━━━ Texto fornecido ━━━
Falar em “disco mais moderno” na carreira de Elza Soares é correr o risco de cometer uma injustiça. A carioca de idade indefinida nasceu pra desafiar o tempo e rejuvenesceu a noção de moderno a partir do primeiro momento que cantou. A voz rouca evoca a tradição da lavadeiras, a fúria do rock, a versatilidade do jazz, mas é mesmo dedicada ao samba. E foi para esse ritmo que ela pediu passagem, mais uma vez, em 1972.

Aquele 15º álbum conectava a cantora com alguns dos nomes que começavam a despontar naquele início de anos 1970. De Gonzaguinha tem o samba sensual, sinuoso e sincopado O Gato. De Zé Rodrix e Luiz Carlos Sá tem o ritmo perfeito de Saltei de Banda. E de João Só veio o samba/bossa proletário Samba da Pá. E onde se fala de samba moderno, se fala de Jorge Ben, cujos versos de Pulo Pulo caem como luva na voz da crioula (“Pulo, pulo, pulo e não caio/ (…) E se eu caio/ Eu caio dentro do balaio de flores do meu amor”).

Característica que hoje a define, naquele início de anos 1970, a vida de Elza Soares já se dividia entre o drama e a necessidade de resistir. Elza Pede Passagem foi gestado depois de uma temporada na Europa, para onde cantora foi fugindo daqueles que não aceitavam seu casamento com Garrincha. Ídolo do futebol em seu melhor momento, o craque havia largado uma família para viver com uma cantora negra. Um escândalo que chegou às raias do absurdo quando eles tiveram a casa metralhada como sinal de protesto.
━━━
Requisitos da tarefa.
(a) Transcreva do texto sobre Elza Soares o trecho que começa nas palavras "Característica que hoje" e termina depois de "sinal de protesto.".
(b) De acordo com o texto sobre Elza Soares, de quem é o samba O Gato?
(c) Dê prosseguimento ao texto sobre Elza Soares e o álbum Elza Pede Passagem a partir do ponto em que ele termina.
━━━ Linhas de dados ━━━
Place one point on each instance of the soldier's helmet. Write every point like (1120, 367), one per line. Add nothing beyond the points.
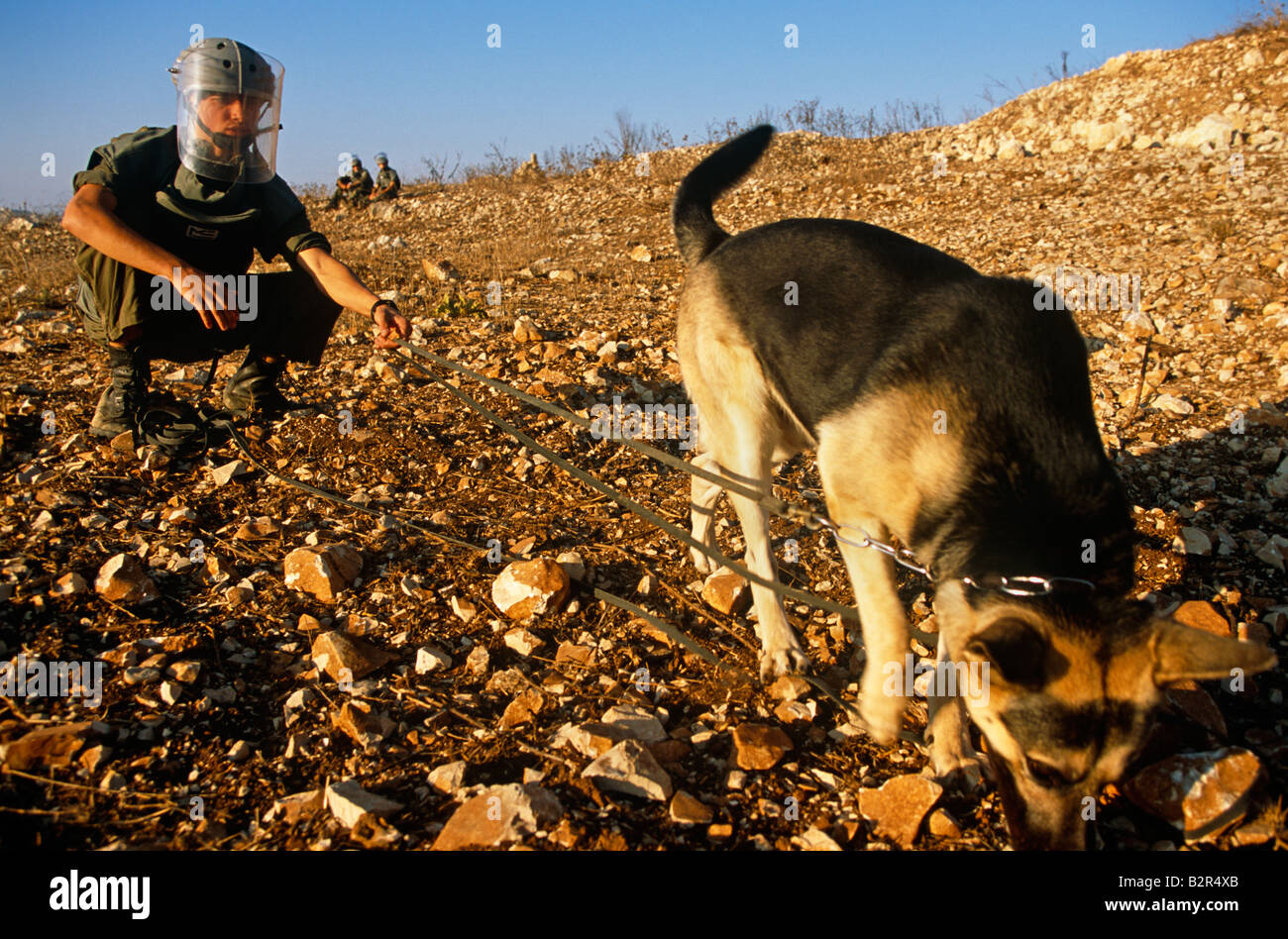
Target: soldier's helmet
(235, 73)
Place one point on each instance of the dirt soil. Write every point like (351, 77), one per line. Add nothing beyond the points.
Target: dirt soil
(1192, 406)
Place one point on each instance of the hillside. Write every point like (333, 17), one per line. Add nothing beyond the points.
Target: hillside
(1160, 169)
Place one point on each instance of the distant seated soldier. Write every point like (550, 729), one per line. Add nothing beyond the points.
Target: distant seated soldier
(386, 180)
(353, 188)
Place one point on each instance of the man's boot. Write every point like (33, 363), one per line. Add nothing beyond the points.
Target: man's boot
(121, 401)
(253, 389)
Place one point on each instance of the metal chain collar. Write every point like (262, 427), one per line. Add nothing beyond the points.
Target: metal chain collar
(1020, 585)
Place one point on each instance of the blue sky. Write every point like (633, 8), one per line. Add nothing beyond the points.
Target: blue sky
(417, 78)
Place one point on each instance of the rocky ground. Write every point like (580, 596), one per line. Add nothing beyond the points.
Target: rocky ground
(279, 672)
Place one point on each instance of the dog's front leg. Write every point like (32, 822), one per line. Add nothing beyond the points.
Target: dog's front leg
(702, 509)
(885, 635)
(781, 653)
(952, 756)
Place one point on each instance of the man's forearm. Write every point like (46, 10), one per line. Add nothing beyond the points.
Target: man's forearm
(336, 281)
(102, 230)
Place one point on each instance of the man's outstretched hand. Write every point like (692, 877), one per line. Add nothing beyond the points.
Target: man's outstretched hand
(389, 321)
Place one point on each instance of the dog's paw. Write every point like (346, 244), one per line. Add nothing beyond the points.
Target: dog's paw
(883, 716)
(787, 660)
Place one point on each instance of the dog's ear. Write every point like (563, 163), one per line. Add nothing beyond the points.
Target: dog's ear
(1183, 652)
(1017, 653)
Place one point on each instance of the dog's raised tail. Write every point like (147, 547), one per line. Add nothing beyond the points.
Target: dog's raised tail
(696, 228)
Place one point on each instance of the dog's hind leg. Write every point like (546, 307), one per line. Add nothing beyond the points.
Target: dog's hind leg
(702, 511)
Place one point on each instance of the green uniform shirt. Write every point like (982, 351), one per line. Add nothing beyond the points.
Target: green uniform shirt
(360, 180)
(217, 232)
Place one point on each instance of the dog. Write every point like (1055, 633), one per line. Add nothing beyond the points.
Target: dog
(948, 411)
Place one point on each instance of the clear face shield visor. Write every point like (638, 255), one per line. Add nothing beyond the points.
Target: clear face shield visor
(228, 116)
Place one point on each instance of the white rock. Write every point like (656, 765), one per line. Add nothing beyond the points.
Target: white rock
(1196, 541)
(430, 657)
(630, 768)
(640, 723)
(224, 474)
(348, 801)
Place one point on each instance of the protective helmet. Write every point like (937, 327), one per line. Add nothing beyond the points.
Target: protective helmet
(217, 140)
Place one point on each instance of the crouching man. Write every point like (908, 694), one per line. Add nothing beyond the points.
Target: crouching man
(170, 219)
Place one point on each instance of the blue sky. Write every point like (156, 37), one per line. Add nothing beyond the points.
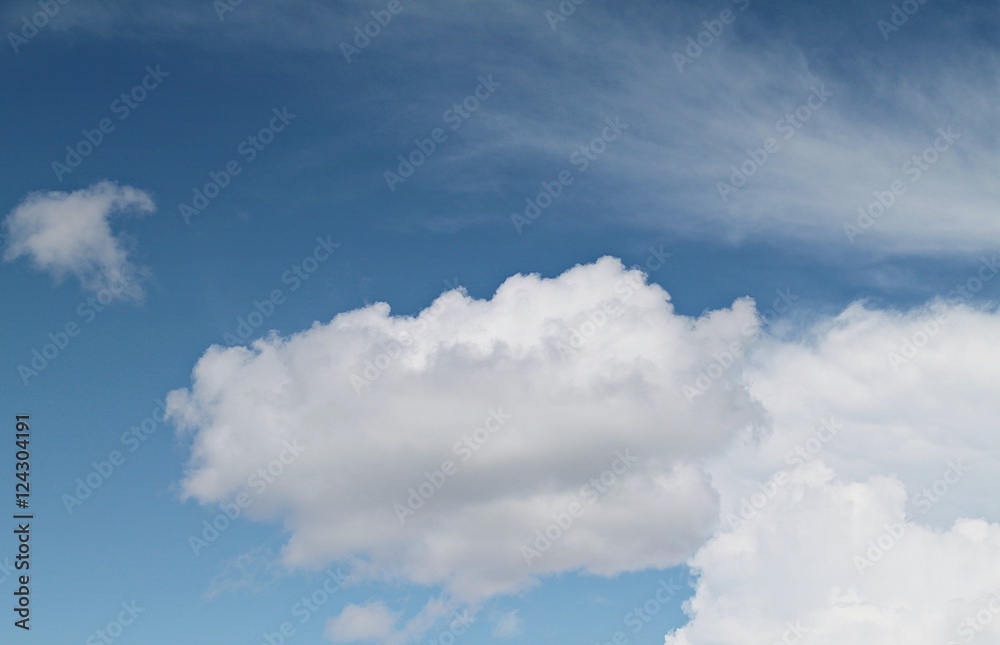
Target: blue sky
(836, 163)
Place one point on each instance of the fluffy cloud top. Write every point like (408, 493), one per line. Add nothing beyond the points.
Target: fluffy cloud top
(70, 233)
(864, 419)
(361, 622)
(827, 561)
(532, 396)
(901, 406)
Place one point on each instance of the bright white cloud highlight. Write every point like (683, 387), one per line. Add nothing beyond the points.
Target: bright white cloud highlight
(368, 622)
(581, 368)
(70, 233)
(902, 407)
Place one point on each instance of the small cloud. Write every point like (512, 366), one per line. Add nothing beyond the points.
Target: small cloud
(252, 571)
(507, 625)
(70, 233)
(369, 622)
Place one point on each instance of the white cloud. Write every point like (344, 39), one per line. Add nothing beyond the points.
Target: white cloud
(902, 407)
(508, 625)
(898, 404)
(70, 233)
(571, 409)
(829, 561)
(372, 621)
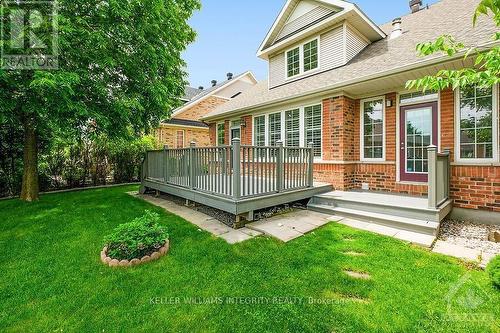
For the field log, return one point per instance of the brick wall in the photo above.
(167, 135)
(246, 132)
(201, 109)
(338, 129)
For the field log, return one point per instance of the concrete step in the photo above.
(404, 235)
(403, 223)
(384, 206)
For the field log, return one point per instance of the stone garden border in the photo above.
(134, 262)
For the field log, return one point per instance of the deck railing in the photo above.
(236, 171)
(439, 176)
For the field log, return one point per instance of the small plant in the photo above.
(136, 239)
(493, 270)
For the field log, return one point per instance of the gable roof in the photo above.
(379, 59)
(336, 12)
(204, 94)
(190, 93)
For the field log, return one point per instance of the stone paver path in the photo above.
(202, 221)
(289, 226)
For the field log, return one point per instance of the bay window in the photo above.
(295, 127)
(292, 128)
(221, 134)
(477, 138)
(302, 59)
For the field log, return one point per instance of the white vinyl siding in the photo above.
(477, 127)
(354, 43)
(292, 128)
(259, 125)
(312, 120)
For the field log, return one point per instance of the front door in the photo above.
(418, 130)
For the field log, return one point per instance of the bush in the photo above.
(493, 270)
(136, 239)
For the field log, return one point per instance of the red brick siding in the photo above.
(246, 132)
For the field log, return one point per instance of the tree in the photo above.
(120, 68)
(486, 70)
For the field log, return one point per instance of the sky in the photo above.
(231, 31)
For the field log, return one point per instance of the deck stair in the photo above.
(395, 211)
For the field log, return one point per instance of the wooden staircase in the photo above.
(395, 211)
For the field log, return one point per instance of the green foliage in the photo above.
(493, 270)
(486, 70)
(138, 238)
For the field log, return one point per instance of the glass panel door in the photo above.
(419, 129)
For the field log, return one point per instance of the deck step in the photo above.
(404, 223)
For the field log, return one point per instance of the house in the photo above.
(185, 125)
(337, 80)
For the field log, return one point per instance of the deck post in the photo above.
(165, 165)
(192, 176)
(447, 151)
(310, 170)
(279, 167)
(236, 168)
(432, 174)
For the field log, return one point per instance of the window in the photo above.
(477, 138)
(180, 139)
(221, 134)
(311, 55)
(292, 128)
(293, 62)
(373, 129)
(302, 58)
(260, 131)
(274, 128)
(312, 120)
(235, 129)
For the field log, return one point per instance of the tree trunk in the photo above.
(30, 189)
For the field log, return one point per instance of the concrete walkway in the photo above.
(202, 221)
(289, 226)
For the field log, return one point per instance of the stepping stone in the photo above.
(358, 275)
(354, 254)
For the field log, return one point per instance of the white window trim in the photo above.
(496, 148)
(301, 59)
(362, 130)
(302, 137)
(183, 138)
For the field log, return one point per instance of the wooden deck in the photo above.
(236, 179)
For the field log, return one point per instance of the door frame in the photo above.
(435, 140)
━━━
━━━ Linhas de dados ━━━
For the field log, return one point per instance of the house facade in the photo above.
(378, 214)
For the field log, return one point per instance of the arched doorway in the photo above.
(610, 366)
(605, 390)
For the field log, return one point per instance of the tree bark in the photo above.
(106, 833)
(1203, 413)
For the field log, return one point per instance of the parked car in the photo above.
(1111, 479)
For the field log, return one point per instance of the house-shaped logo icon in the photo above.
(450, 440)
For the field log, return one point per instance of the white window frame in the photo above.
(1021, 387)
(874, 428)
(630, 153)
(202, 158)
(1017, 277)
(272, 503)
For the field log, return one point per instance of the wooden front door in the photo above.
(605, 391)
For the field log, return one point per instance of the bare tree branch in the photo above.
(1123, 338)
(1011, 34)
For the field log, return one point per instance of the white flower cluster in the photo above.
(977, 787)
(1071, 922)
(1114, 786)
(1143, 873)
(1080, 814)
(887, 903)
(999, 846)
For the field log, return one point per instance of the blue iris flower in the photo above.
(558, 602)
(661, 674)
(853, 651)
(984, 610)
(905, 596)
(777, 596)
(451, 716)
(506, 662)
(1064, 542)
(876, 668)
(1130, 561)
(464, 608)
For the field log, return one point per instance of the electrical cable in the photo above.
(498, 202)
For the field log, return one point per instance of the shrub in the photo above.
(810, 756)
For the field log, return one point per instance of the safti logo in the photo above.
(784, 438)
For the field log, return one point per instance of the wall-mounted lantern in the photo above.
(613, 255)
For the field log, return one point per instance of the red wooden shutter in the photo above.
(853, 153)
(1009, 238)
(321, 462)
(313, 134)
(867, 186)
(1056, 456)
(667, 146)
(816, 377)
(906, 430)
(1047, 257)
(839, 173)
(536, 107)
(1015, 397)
━━━
━━━ Linhas de dados ━━━
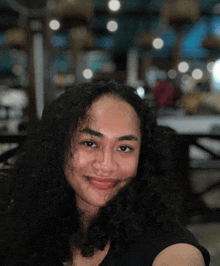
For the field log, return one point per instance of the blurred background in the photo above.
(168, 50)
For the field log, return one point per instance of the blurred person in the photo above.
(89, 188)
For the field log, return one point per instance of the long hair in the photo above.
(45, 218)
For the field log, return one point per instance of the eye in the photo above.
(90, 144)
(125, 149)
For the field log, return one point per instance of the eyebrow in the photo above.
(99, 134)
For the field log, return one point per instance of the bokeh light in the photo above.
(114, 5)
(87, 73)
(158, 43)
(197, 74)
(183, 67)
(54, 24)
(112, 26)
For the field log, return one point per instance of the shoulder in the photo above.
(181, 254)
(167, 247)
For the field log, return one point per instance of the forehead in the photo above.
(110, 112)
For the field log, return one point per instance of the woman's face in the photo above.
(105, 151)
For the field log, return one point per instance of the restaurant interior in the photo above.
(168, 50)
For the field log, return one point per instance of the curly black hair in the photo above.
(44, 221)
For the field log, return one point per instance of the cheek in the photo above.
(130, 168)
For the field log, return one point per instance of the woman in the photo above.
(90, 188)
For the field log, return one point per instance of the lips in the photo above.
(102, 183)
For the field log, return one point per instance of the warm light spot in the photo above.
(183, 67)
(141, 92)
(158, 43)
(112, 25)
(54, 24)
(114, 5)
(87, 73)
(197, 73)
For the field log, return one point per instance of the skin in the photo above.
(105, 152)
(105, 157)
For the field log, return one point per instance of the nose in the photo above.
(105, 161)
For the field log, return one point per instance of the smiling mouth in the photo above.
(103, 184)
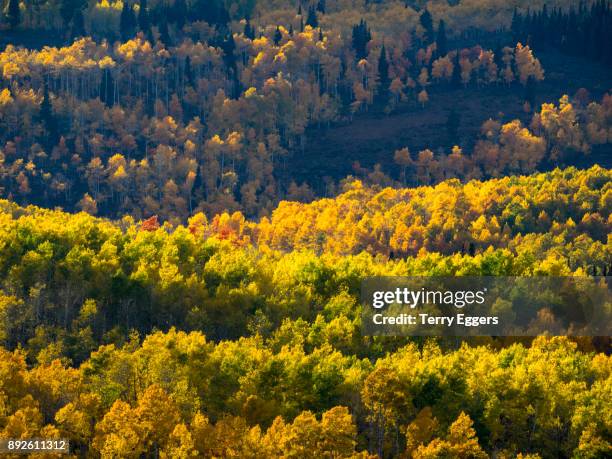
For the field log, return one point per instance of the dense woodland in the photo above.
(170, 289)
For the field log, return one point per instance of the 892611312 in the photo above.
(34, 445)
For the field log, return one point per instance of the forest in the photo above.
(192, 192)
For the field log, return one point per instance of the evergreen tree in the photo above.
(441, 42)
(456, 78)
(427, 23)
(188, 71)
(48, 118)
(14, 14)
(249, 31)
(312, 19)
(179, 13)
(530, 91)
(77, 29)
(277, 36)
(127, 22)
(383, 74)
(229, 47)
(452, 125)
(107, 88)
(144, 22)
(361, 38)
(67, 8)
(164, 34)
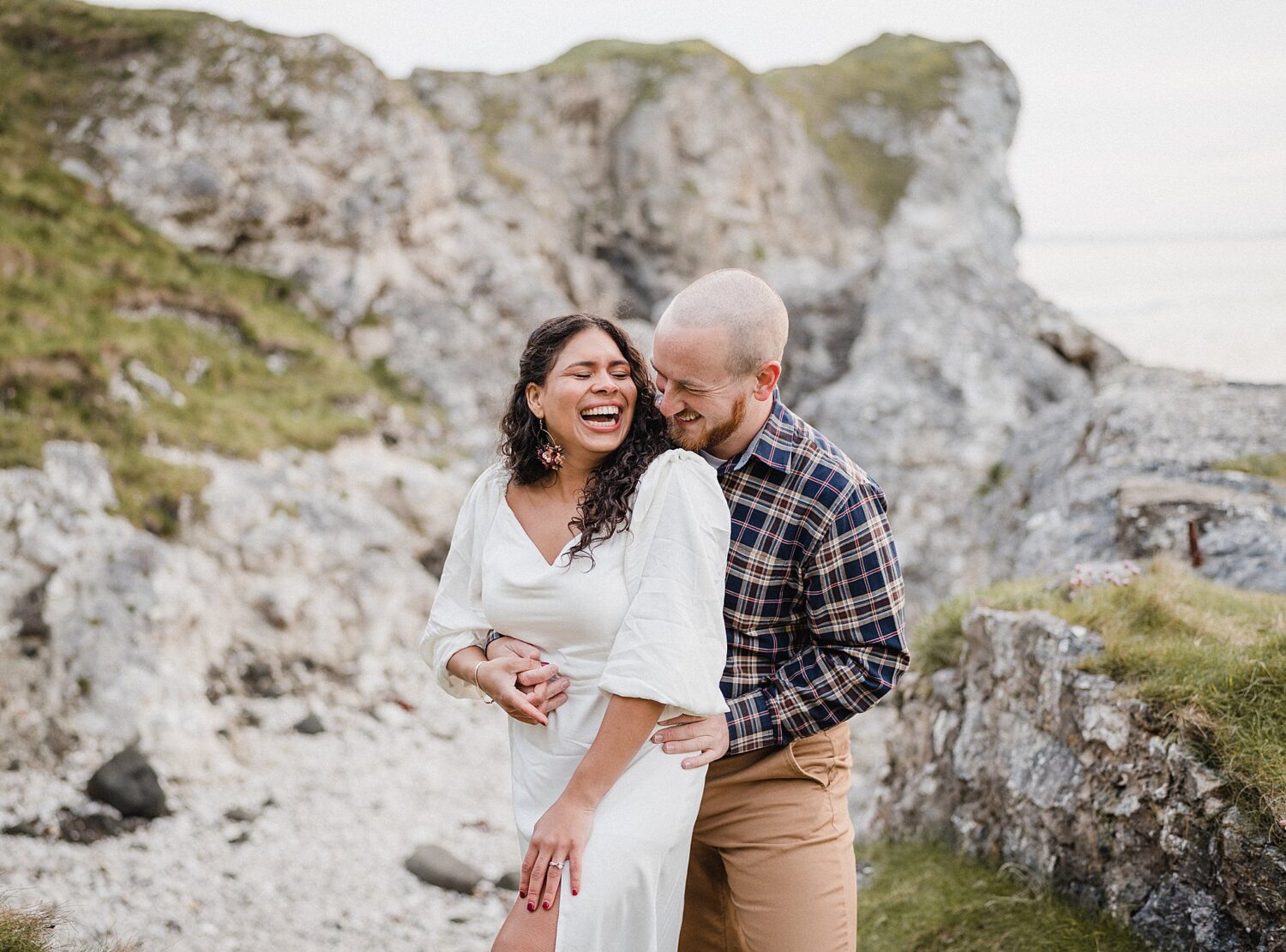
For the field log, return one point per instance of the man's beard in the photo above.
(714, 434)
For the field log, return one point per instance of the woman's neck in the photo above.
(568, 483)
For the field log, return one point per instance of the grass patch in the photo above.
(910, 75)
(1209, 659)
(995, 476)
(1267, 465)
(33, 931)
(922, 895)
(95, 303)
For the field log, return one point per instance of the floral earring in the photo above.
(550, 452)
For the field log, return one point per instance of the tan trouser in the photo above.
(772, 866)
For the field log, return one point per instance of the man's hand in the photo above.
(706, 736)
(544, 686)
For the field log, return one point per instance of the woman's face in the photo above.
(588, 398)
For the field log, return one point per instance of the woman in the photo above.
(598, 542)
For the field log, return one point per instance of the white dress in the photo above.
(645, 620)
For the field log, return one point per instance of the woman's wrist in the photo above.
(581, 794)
━━━
Respostas das tarefas.
(a)
Característica que hoje a define, naquele início de anos 1970, a vida de Elza Soares já se dividia entre o drama e a necessidade de resistir. Elza Pede Passagem foi gestado depois de uma temporada na Europa, para onde cantora foi fugindo daqueles que não aceitavam seu casamento com Garrincha. Ídolo do futebol em seu melhor momento, o craque havia largado uma família para viver com uma cantora negra. Um escândalo que chegou às raias do absurdo quando eles tiveram a casa metralhada como sinal de protesto.

(b) De Gonzaguinha.

(c)
Entre Itália, Roma e outros palcos, Elza e Garrincha nadaram contra uma maré revoltosa. Calotes e assédios de empresários, violência doméstica, alcoolismo faziam parte do cardápio diário da família. Antes de partir para o Velho Mundo, em 1969, ela ainda havia perdido a mãe num acidente de carro, quando Garrincha dirigia bêbado seu Galaxie.

A estrada de dramas na vida de Elza da Conceição Soares, da pobreza ao preconceito, sempre foi cheia de altos muros e desafios. Não sem muito esforço e suor, ela ultrapassou um por um para hoje estar sentada em um trono digno dos grande ídolos da música do mundo. E só uma coisa a tira desse trono, o desejo de enfrentar mais um desafio.

Veja as faixas de Elza Pede Passagem (1972)
1. Cheguendengo (Jocafi/ Renato Luiz Lobo/ Antônio Carlos)
2. Saltei de banda (Luiz Carlos Sá/ Zé Rodrix)
3. Maria Vai Com as Outras (Toquinho/ Vinicius de Moraes)
4. Samba da pá (João Só)
5. ABC da vida (Luiz Reis/ Haroldo Barbosa)
6. Barão Beleza (Tuzé de Abreu)
7. Rio carnaval dos carnavais (Nilton Russo/ Moacyr/ Padeirinho)
8. O gato (Gonzaguinha)
9. Pulo, pulo (Jorge Ben)
10. Amor perfeito (Billy Blanco)
11. Mais do que eu (João Nogueira)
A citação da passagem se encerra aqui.